[Start of EXCERPT]

Nothing could be further from the truth, of course. It may take a little effort to go with the flow and get into the whole Pothead Pixie cosmology. But the band's high-flying hippie idealism offers an open invitation to everyone, giving intrepid listeners the chance to negotiate a thrilling rite of passage across one of the more colorful and eclectic intersections along the Progressive Rock highway.

All of Gong's conflicting musical impulses found their perfect balance in the closing chapter of the RGI album trilogy, notably also the final effort of the classic Gong line-up before the first of many confusing fragmentations. Even a veteran Proghead would be challenged to name another group able to shift so effortlessly between silliness and sobriety, with so much as a hiccup. From the giddy kindergarten melody of "A P.H.P.'s Advice" (longstanding acolytes won't need help deciphering the acronym) to the awesome Tibetan mantra of "Magick Mother Invocation" to the killer spacer jams heard in "Master Builder" and beyond, this is truly exciting stuff, arranged and played with a fluency uncommon even for its time.

The ongoing saga of Zero the hero reads like a psychedelic catalogue of Flower Child philosophies, albeit told with enough tongue-in-cheek detail to suggest a metaphysical parody. The humor keeps the album fresh after forty years, but the music itself was even more ahead (while still a part) of its time, revealing the missing link between Jazz Rock fusion and Space Rock exploration, with the saxophone acting as a sort of glue between them. The longer, more dynamic instrumental passages even anticipate the cosmic Arabian ragas of Ozric Tentacles (and other modern Proggers) by several decades.

The only reason the album doesn't crack the five-star plateau is because it sounds even better when heard in the context of the full trilogy. Otherwise, it's a quintessential slice of the '70s counterculture, but one that transcends the nostalgia value of its age.

[End of EXCERPT]
[Start of DATASET CONTENT]

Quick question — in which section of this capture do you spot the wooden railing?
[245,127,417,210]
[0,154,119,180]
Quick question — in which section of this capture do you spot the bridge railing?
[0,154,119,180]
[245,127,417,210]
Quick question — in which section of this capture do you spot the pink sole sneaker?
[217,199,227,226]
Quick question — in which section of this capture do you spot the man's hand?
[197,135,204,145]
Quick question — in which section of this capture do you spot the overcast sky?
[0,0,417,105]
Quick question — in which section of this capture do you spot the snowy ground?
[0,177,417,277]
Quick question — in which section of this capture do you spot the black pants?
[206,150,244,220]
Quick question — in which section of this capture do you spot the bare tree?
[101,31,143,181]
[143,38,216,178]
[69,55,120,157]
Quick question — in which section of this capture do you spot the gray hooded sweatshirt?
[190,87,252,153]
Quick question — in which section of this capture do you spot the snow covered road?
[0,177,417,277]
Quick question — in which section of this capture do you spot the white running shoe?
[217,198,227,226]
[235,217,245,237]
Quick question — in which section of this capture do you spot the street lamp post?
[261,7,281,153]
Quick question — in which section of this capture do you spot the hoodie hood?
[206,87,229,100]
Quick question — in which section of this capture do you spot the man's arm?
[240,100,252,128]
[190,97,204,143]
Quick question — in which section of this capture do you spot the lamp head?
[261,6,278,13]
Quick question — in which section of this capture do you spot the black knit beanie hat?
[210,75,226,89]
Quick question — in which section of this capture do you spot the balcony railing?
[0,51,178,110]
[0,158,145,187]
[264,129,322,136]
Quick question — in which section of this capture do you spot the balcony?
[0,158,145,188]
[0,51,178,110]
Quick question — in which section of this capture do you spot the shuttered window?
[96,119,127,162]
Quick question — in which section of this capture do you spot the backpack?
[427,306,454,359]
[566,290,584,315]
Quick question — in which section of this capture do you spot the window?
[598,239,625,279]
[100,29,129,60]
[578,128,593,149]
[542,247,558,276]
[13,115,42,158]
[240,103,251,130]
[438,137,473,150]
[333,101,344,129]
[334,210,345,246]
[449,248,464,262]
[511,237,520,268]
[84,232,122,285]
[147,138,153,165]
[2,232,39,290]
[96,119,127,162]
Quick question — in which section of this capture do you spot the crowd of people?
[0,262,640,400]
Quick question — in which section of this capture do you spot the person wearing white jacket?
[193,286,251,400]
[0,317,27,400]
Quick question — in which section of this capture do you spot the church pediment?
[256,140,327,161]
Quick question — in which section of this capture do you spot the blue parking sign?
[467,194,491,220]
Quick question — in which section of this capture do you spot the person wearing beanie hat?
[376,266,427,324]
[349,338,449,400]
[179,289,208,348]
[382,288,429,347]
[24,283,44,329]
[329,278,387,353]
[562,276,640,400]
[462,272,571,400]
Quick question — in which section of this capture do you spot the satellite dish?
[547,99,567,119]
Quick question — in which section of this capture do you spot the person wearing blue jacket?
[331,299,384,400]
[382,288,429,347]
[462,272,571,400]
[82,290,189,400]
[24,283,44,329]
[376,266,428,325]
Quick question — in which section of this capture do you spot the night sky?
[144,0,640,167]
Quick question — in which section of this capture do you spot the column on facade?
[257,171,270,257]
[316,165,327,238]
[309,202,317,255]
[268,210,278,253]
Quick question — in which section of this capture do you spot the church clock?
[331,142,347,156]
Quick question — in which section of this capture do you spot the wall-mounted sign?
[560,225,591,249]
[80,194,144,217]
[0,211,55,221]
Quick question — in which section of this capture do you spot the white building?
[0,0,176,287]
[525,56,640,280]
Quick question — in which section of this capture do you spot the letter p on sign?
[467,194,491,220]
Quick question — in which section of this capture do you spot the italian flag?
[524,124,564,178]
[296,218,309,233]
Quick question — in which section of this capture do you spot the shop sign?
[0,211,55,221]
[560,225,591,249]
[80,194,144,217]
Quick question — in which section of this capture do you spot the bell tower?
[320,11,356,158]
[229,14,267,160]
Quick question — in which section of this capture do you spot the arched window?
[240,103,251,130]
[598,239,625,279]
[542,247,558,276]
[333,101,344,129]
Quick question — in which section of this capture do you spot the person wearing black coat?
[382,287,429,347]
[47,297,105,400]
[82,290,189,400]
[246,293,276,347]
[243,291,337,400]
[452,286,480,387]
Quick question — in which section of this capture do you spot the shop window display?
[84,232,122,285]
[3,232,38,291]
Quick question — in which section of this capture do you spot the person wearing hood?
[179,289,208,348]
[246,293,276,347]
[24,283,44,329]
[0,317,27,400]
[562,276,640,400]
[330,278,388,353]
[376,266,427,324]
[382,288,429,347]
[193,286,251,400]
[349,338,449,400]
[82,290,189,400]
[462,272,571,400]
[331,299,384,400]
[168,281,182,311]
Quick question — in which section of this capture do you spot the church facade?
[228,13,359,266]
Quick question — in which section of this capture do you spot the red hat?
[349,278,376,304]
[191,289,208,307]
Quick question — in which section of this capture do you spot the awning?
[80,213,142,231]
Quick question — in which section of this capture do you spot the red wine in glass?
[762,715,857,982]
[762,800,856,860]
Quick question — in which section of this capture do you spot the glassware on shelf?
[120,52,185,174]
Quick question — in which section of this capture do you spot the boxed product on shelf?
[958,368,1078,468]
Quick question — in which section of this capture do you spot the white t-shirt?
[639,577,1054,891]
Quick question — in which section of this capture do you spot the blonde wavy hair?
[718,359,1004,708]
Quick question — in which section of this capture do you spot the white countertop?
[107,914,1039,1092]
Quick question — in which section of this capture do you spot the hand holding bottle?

[End of DATASET CONTENT]

Condense the paragraph of the album review that begins "The ongoing saga of Zero the hero" into a short bulleted list that keeps its main facts.

- The story of Zero the hero reads like a psychedelic catalogue of Flower Child philosophies, with enough tongue-in-cheek detail to suggest a metaphysical parody.
- Its humor keeps the album fresh after forty years.
- The music was even further ahead of its time, while still part of it. It links Jazz Rock fusion and Space Rock exploration, with the saxophone as the glue between them.
- The longer, more dynamic instrumental passages anticipate by several decades the cosmic Arabian ragas of Ozric Tentacles and other modern Proggers.